WRITTEN TASK: Every line of the material below must be repeated exactly.

:: SUPPLIED INFORMATION ::

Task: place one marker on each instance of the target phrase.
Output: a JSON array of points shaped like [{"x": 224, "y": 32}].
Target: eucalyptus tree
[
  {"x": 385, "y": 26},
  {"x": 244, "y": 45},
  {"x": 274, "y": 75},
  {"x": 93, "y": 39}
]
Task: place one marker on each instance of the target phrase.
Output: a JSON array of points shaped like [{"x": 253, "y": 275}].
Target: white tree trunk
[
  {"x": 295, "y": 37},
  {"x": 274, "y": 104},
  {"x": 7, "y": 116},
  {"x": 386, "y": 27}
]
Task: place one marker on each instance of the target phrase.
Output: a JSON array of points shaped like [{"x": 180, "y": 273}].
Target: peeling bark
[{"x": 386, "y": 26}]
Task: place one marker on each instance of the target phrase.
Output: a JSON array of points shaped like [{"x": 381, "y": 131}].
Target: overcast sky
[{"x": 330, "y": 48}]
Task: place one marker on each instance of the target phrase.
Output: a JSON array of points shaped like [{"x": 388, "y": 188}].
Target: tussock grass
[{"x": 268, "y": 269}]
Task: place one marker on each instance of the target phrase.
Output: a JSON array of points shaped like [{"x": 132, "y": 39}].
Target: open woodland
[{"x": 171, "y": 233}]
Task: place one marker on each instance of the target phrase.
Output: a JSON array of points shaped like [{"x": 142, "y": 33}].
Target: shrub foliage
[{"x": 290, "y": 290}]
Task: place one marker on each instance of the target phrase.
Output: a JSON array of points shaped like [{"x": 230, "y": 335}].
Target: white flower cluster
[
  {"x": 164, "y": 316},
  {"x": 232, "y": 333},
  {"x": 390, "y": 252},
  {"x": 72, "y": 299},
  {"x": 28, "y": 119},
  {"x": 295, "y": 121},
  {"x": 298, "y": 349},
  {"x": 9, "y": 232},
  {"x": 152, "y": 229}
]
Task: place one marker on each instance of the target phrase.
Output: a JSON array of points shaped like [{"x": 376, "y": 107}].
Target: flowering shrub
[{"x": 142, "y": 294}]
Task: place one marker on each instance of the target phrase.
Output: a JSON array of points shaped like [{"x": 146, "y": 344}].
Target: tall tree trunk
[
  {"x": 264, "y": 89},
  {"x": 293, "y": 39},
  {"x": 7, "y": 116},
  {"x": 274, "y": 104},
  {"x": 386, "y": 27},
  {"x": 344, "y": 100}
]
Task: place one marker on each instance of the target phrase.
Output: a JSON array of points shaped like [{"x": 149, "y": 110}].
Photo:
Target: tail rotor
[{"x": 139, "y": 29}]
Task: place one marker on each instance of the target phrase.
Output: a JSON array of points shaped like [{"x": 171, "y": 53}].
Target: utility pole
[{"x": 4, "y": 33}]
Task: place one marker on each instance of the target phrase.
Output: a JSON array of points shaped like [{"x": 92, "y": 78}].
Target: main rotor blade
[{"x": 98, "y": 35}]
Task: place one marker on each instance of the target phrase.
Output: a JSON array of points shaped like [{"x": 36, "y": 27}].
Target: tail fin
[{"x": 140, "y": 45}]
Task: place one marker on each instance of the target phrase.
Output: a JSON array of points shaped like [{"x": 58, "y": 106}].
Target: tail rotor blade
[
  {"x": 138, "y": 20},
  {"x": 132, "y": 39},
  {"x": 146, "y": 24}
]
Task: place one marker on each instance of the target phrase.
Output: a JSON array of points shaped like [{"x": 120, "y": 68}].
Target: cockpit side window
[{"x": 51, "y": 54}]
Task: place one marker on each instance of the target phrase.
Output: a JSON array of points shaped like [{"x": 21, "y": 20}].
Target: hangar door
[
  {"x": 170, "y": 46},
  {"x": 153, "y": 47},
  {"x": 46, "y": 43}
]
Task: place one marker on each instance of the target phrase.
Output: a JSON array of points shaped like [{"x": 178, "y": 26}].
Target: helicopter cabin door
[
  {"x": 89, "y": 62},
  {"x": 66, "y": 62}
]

:::

TASK ANSWER:
Task: place one marker on each instance of the target phrase.
Output: a JSON array of points shaped like [{"x": 224, "y": 32}].
Target: eucalyptus tree
[
  {"x": 385, "y": 26},
  {"x": 244, "y": 45},
  {"x": 274, "y": 75},
  {"x": 93, "y": 39}
]
Task: place one marker on each instance of the target phrase.
Output: a JSON array of points shaped like [{"x": 253, "y": 275}].
Target: white tree trunk
[
  {"x": 295, "y": 37},
  {"x": 274, "y": 104},
  {"x": 7, "y": 116},
  {"x": 386, "y": 27}
]
Task: place one marker on each instance of the target phrase.
Output: a JSON array of points shaped like [{"x": 180, "y": 273}].
Target: peeling bark
[{"x": 386, "y": 26}]
Task: place one marker on each instance of the target phrase.
Output: a JSON array of points shaped like [{"x": 381, "y": 131}].
Target: overcast sky
[{"x": 330, "y": 48}]
Task: place one marker on each instance of the target phrase.
Output: a JSON array of points shaped like [{"x": 388, "y": 188}].
Target: tussock grass
[{"x": 268, "y": 269}]
Task: place one marker on each instance of the target phrase.
Output: a JSON array of points shaped like [{"x": 132, "y": 39}].
Target: open woodland
[{"x": 171, "y": 233}]
Task: place one marker on each instance of the target phrase.
Output: a JSON array of points shaped like [{"x": 142, "y": 33}].
Target: shrub foliage
[{"x": 290, "y": 290}]
Task: place one marker on each instance of the target phrase.
Output: a JSON array of points shaped like [{"x": 230, "y": 335}].
Target: white flower cluster
[
  {"x": 164, "y": 316},
  {"x": 232, "y": 333},
  {"x": 390, "y": 252},
  {"x": 72, "y": 299},
  {"x": 28, "y": 119},
  {"x": 295, "y": 121},
  {"x": 298, "y": 349},
  {"x": 9, "y": 232},
  {"x": 152, "y": 229}
]
Task: place one marker on each instance of the target phrase.
Output: a JSON array of points shaped like [{"x": 376, "y": 107}].
Target: flowering shrub
[{"x": 142, "y": 294}]
Task: place one marker on each instance of the target phrase.
Output: a JSON array of points shaped like [{"x": 146, "y": 344}].
Target: tall tree trunk
[
  {"x": 264, "y": 89},
  {"x": 293, "y": 39},
  {"x": 7, "y": 116},
  {"x": 274, "y": 104},
  {"x": 386, "y": 27},
  {"x": 344, "y": 100}
]
Task: place one marker on each instance of the target phrase.
Output: a JSON array of points shaped like [{"x": 149, "y": 110}].
Photo:
Target: tail rotor
[{"x": 139, "y": 29}]
Task: place one marker on each instance of the target phrase.
Output: a JSON array of points shaped like [{"x": 171, "y": 53}].
Target: utility pole
[{"x": 4, "y": 33}]
Task: place one marker on each instance of the target phrase.
Output: a JSON array of points shaped like [{"x": 92, "y": 78}].
Target: main rotor blade
[{"x": 98, "y": 35}]
Task: place one marker on each instance of the target phrase.
Output: a JSON array of points shaped like [{"x": 36, "y": 27}].
Target: tail fin
[{"x": 140, "y": 45}]
Task: place one marker on each instance of the target phrase.
Output: a JSON array of points shaped like [{"x": 58, "y": 106}].
Target: tail rotor blade
[
  {"x": 138, "y": 20},
  {"x": 132, "y": 39},
  {"x": 146, "y": 24}
]
Task: place one marker on each instance of the target phrase.
Output: a JSON array of points shaped like [{"x": 120, "y": 68}].
Target: cockpit side window
[{"x": 51, "y": 54}]
Task: place one marker on each instance of the target phrase.
Output: a JSON array of points shaped like [{"x": 21, "y": 20}].
Target: hangar door
[
  {"x": 170, "y": 46},
  {"x": 153, "y": 47},
  {"x": 46, "y": 43}
]
Task: place one marker on each instance of the target phrase.
Output: a JSON array of points shaped like [{"x": 178, "y": 26}].
Target: helicopter cabin door
[
  {"x": 89, "y": 62},
  {"x": 66, "y": 62}
]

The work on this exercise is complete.